◆ WHAT IS ASKED ◆
Locate every line in the records that contains the string "green" and copy each one. Case counts.

Records

▼▼▼

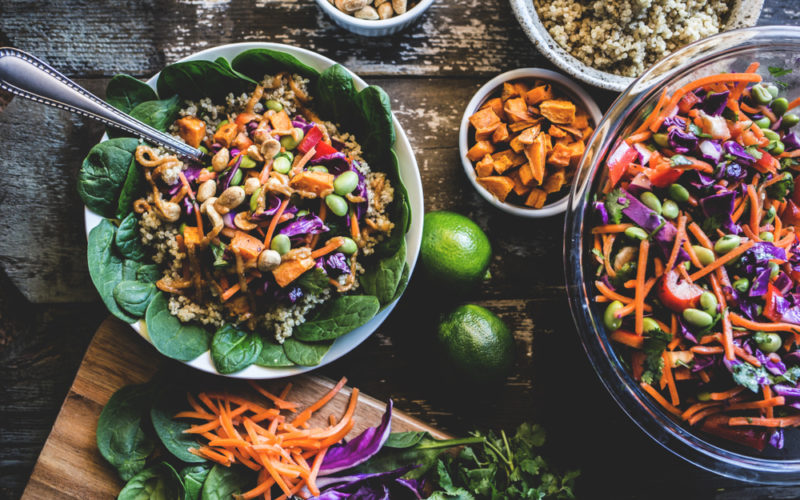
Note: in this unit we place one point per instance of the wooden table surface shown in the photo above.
(49, 309)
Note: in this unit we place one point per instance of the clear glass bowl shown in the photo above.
(771, 46)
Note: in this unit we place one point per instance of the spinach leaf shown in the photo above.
(222, 482)
(103, 173)
(155, 483)
(148, 273)
(305, 354)
(272, 355)
(314, 281)
(120, 436)
(125, 92)
(383, 275)
(133, 297)
(256, 63)
(199, 79)
(404, 439)
(170, 430)
(105, 266)
(128, 241)
(337, 317)
(158, 114)
(131, 189)
(233, 349)
(193, 478)
(174, 339)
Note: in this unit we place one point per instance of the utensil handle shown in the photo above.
(27, 76)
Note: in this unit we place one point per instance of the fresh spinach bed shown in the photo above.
(124, 275)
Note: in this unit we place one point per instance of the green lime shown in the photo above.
(455, 251)
(476, 343)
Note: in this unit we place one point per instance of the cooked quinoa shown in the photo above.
(279, 318)
(627, 36)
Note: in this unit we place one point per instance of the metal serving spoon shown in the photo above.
(27, 76)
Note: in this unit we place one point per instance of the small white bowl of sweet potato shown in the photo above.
(522, 137)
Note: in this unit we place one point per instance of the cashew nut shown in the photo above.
(270, 148)
(221, 159)
(251, 185)
(206, 190)
(229, 199)
(268, 260)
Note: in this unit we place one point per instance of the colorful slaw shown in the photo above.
(698, 262)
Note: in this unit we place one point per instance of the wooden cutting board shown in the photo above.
(71, 467)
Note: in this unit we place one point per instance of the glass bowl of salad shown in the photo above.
(682, 257)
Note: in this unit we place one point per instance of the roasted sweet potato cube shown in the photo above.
(558, 110)
(516, 110)
(536, 198)
(498, 185)
(554, 182)
(536, 155)
(496, 105)
(539, 94)
(560, 155)
(520, 189)
(500, 134)
(485, 167)
(556, 131)
(509, 91)
(479, 150)
(485, 122)
(513, 159)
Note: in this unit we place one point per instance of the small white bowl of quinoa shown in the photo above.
(609, 43)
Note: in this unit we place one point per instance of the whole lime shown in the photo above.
(476, 343)
(455, 251)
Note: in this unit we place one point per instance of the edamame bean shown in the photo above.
(349, 246)
(709, 303)
(767, 342)
(776, 147)
(636, 233)
(704, 255)
(610, 319)
(774, 270)
(247, 162)
(678, 193)
(281, 165)
(237, 177)
(649, 325)
(741, 285)
(274, 105)
(773, 90)
(763, 122)
(292, 140)
(760, 94)
(779, 106)
(651, 201)
(661, 139)
(789, 120)
(669, 209)
(345, 183)
(281, 244)
(771, 135)
(337, 204)
(698, 318)
(766, 236)
(726, 243)
(254, 199)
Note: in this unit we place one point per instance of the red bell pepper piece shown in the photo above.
(311, 139)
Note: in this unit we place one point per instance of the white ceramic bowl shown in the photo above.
(409, 172)
(557, 79)
(743, 14)
(365, 27)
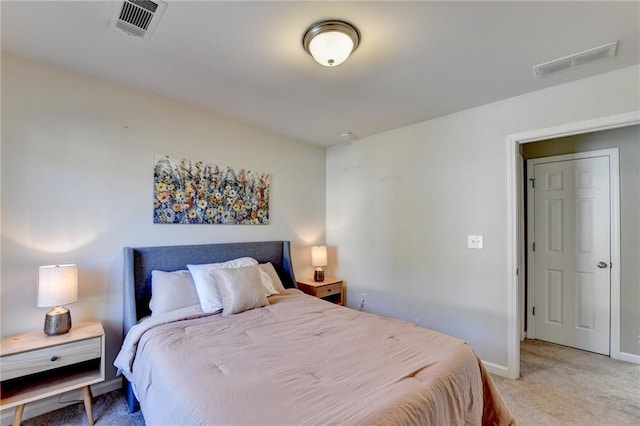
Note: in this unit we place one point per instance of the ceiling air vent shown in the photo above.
(138, 17)
(575, 60)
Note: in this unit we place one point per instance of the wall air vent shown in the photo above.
(138, 17)
(575, 60)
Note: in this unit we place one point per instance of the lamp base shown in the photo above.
(57, 321)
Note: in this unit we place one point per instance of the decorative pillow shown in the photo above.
(241, 289)
(171, 291)
(270, 279)
(206, 286)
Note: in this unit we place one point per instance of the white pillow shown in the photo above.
(241, 289)
(171, 291)
(206, 286)
(270, 279)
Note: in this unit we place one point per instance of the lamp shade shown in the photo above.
(319, 256)
(331, 42)
(57, 285)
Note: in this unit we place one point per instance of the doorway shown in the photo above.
(569, 234)
(516, 236)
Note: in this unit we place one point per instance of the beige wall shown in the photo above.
(77, 182)
(627, 140)
(401, 204)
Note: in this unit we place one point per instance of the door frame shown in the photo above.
(515, 225)
(614, 206)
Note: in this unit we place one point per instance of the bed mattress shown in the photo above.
(304, 361)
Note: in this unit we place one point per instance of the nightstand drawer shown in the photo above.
(329, 290)
(36, 361)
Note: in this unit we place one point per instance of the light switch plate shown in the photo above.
(475, 241)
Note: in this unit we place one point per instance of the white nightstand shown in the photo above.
(34, 366)
(330, 289)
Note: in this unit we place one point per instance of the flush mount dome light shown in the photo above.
(331, 42)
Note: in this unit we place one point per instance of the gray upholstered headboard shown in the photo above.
(139, 262)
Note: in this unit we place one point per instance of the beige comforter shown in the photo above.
(304, 361)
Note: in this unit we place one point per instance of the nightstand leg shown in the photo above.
(17, 417)
(87, 397)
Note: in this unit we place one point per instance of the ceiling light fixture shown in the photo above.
(331, 42)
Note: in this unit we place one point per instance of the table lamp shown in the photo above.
(318, 259)
(57, 286)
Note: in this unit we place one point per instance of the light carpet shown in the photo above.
(558, 386)
(565, 386)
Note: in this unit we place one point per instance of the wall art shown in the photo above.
(195, 192)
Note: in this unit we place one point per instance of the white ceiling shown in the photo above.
(244, 60)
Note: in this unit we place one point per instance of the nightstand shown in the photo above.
(331, 289)
(34, 366)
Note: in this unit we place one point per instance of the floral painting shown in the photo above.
(195, 192)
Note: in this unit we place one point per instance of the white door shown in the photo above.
(572, 252)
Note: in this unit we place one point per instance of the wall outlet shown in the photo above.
(475, 241)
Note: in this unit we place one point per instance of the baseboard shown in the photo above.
(629, 357)
(497, 369)
(37, 408)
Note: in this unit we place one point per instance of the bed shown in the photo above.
(297, 360)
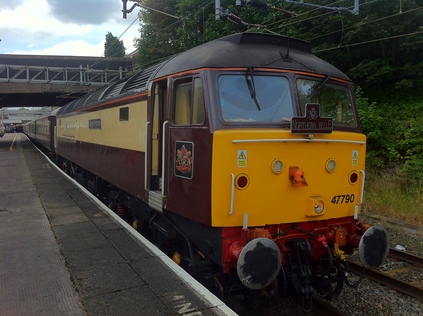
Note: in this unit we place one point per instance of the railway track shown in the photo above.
(389, 278)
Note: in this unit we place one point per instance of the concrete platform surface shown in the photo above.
(62, 253)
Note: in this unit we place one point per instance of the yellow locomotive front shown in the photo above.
(288, 180)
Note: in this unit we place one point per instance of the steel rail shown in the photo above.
(404, 256)
(322, 307)
(389, 281)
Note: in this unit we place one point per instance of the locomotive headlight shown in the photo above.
(319, 206)
(277, 166)
(316, 206)
(330, 165)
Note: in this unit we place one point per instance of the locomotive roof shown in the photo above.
(238, 50)
(251, 50)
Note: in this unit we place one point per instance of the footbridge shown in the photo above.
(37, 81)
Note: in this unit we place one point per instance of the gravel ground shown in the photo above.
(371, 298)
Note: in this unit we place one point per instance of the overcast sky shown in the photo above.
(63, 27)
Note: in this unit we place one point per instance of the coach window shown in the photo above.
(189, 102)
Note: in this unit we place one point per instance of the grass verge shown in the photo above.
(388, 196)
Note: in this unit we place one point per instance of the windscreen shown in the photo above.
(335, 100)
(255, 98)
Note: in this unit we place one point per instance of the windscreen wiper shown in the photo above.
(249, 78)
(317, 88)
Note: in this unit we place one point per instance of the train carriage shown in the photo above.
(244, 154)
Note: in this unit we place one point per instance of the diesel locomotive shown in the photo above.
(242, 158)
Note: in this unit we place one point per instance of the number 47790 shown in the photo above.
(344, 198)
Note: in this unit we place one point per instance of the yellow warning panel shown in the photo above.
(242, 159)
(355, 158)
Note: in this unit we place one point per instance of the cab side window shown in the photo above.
(189, 102)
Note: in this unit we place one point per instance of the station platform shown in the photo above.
(63, 253)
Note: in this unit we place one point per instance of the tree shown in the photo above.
(113, 47)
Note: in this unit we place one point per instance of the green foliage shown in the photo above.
(113, 47)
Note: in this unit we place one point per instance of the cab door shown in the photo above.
(155, 154)
(189, 146)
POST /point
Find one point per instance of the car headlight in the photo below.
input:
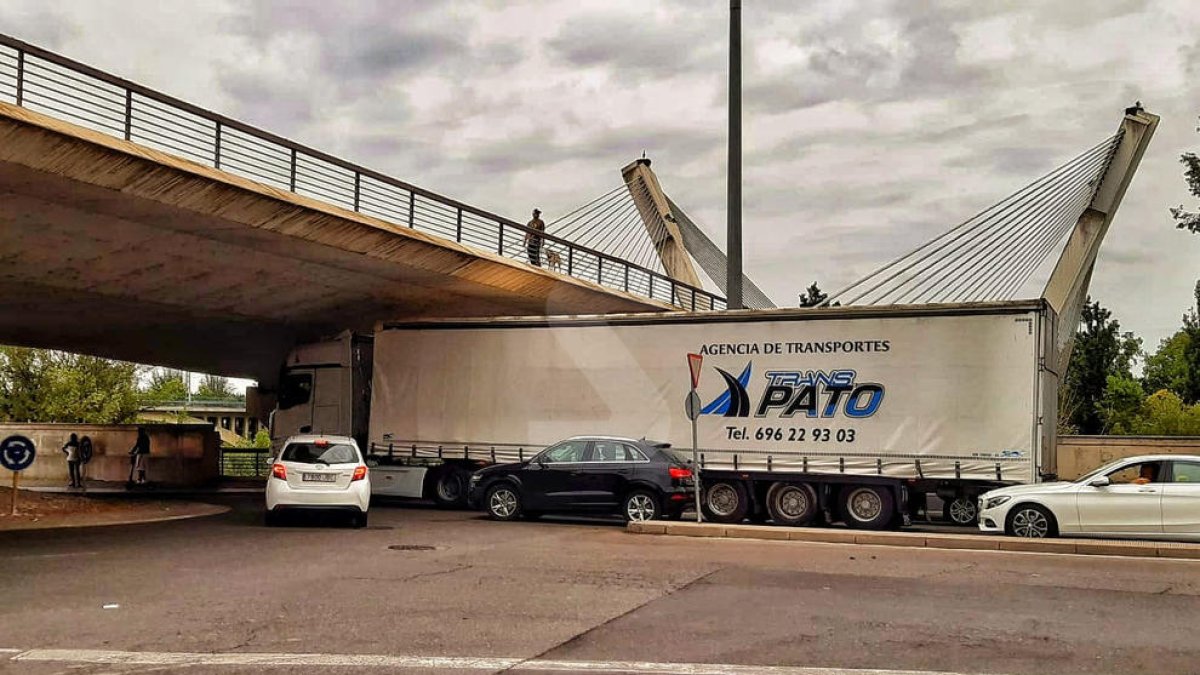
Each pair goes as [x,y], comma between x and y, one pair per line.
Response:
[993,502]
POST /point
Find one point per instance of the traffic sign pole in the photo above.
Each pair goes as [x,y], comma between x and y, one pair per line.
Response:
[695,461]
[693,408]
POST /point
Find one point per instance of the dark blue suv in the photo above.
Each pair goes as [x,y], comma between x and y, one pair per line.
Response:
[588,475]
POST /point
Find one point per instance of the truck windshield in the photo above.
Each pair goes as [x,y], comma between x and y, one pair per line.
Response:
[312,453]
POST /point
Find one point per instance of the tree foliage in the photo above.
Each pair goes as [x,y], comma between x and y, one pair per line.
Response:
[216,388]
[48,386]
[1101,351]
[166,384]
[1183,217]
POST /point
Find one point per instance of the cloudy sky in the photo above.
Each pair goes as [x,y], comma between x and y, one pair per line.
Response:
[869,126]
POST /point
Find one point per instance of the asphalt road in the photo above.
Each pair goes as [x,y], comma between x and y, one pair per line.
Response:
[568,596]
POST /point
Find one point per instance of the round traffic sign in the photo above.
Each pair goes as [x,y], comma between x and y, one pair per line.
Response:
[17,453]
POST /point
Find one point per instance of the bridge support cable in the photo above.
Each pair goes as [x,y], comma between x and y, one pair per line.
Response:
[1020,242]
[1066,291]
[963,264]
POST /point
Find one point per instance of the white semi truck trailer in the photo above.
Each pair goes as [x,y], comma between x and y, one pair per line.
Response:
[840,406]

▲▲▲

◆ FULL RESPONSE ◆
Note: in this unit we place one point per instance of the green lime shown in the photo above.
Note: in this unit we place one point per instance of the green foliage shown in the photo above.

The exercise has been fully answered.